> EXTRACTED RECORDS:
------------

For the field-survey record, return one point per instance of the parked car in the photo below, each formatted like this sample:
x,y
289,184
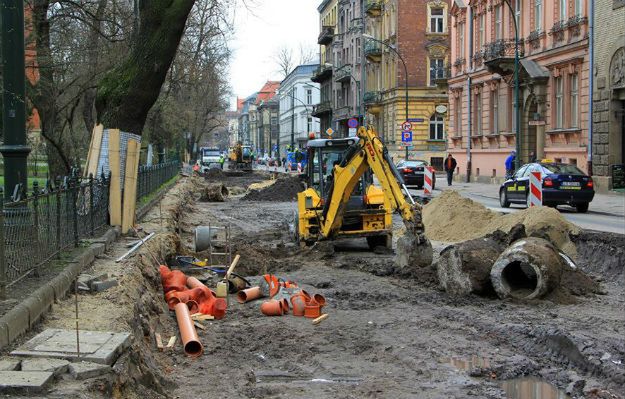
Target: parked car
x,y
563,184
413,172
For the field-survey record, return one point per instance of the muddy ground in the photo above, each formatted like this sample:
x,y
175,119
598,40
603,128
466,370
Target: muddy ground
x,y
387,336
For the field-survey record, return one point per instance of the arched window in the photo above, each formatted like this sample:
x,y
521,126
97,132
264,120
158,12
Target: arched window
x,y
437,127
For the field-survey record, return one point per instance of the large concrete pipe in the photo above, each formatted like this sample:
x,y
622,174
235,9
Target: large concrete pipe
x,y
528,269
190,340
464,268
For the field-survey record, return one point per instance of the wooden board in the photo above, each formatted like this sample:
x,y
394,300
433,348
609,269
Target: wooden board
x,y
115,195
94,151
130,185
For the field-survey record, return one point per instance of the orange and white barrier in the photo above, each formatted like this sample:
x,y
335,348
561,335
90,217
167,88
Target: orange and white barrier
x,y
536,189
428,171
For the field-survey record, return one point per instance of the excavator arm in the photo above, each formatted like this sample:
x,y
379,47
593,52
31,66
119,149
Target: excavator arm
x,y
368,152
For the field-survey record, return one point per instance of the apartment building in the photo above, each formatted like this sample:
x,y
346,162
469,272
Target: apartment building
x,y
407,51
553,83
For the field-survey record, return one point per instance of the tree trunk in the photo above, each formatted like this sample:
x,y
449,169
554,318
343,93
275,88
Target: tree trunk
x,y
126,94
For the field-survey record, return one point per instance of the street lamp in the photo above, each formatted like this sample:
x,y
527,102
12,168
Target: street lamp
x,y
369,37
517,112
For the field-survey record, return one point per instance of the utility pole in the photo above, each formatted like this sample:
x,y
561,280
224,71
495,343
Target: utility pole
x,y
15,149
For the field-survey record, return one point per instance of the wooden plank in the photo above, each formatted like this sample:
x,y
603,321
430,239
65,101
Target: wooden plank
x,y
94,151
320,318
130,185
115,197
159,341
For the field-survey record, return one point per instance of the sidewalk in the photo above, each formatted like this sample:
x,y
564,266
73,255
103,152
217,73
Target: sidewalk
x,y
612,204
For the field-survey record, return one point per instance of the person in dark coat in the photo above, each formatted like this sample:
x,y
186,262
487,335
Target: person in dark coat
x,y
450,167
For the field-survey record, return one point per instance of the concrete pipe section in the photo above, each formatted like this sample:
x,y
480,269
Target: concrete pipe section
x,y
528,269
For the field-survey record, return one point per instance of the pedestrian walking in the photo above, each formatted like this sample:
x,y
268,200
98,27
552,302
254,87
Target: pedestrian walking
x,y
510,164
450,167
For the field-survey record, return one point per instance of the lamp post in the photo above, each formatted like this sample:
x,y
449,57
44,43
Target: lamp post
x,y
369,37
517,112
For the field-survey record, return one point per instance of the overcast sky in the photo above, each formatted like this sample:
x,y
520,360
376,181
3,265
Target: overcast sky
x,y
260,31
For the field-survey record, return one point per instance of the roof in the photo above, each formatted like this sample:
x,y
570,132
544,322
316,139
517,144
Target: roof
x,y
267,92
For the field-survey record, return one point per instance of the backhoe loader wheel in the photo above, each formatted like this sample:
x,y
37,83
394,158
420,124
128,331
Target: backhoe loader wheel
x,y
380,241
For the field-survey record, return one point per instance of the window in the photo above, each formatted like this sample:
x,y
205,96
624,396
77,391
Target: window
x,y
498,26
578,8
437,70
538,15
559,88
437,20
461,40
518,8
477,117
482,27
458,116
574,100
437,127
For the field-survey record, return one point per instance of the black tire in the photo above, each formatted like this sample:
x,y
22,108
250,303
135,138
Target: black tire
x,y
503,198
583,207
379,241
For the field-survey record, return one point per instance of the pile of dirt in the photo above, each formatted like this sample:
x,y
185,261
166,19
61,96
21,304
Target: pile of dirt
x,y
453,218
285,188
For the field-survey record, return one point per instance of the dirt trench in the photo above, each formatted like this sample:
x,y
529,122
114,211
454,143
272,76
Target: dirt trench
x,y
389,334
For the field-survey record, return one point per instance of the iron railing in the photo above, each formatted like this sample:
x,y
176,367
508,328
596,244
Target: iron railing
x,y
38,226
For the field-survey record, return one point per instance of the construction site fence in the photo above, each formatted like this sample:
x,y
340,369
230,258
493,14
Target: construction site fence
x,y
37,227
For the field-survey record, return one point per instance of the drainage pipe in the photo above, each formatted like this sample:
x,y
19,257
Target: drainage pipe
x,y
528,269
190,340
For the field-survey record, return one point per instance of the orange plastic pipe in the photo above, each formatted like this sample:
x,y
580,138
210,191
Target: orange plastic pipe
x,y
190,340
249,294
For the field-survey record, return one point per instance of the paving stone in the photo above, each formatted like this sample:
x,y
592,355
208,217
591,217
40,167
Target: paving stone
x,y
24,381
9,364
95,346
99,286
84,370
56,366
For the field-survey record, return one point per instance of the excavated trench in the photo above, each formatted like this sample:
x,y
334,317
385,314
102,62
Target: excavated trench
x,y
387,329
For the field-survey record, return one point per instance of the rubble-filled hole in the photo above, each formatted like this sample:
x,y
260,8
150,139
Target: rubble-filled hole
x,y
520,278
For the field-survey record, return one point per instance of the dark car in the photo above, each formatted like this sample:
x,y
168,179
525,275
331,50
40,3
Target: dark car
x,y
413,172
563,184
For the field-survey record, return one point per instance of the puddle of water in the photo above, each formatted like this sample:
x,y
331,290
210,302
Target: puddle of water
x,y
467,364
531,388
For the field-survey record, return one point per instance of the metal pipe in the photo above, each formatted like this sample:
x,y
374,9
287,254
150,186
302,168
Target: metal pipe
x,y
190,340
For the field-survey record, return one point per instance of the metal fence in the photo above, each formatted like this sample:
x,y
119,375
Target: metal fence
x,y
38,227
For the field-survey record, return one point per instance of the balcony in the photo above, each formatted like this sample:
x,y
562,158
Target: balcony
x,y
321,74
343,74
373,51
373,7
498,56
322,109
326,35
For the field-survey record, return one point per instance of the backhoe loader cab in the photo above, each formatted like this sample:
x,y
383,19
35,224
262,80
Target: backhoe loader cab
x,y
363,211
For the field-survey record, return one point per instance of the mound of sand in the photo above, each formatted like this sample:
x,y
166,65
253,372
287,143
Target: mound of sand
x,y
285,188
453,218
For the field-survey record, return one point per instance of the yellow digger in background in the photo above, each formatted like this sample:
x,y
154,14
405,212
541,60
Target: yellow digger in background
x,y
341,199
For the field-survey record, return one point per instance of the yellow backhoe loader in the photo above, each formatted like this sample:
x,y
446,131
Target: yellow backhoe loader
x,y
341,199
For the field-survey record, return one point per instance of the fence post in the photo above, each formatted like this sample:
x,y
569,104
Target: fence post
x,y
36,223
91,219
74,187
3,270
58,213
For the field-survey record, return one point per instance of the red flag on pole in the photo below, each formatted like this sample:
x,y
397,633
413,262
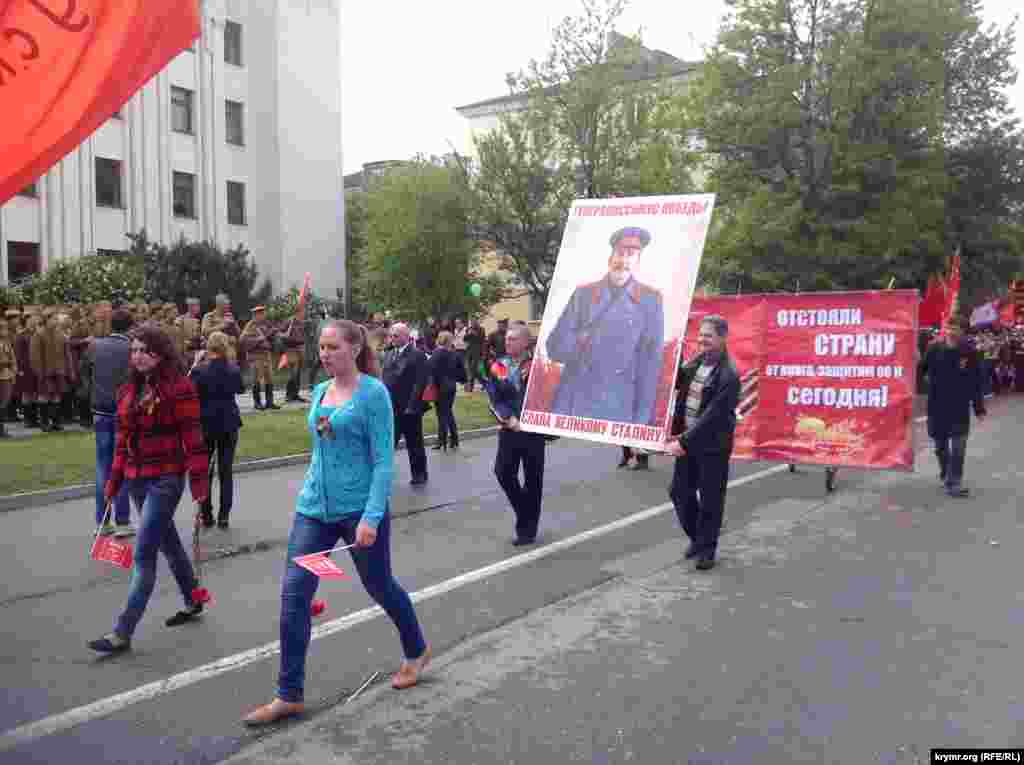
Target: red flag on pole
x,y
322,565
67,66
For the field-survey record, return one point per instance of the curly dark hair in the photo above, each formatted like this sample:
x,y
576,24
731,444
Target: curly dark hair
x,y
160,344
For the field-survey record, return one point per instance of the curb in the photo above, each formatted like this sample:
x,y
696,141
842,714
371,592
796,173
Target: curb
x,y
27,500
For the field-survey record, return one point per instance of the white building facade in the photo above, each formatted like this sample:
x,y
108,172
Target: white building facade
x,y
237,141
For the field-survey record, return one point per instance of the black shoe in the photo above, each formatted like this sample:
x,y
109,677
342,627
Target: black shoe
x,y
183,617
112,643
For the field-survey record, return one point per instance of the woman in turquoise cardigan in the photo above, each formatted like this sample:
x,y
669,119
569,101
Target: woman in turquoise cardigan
x,y
345,496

------------

> TASK GOAL:
Whenever a line above includes "below", copy it in full.

> REPLY:
For the field-survey record, return one point per instance of the parked car in the photo below, each formatted like this sample:
For the field-survey record, return one point per instance of the red flag on pole in the photo below, each formatted like this sample:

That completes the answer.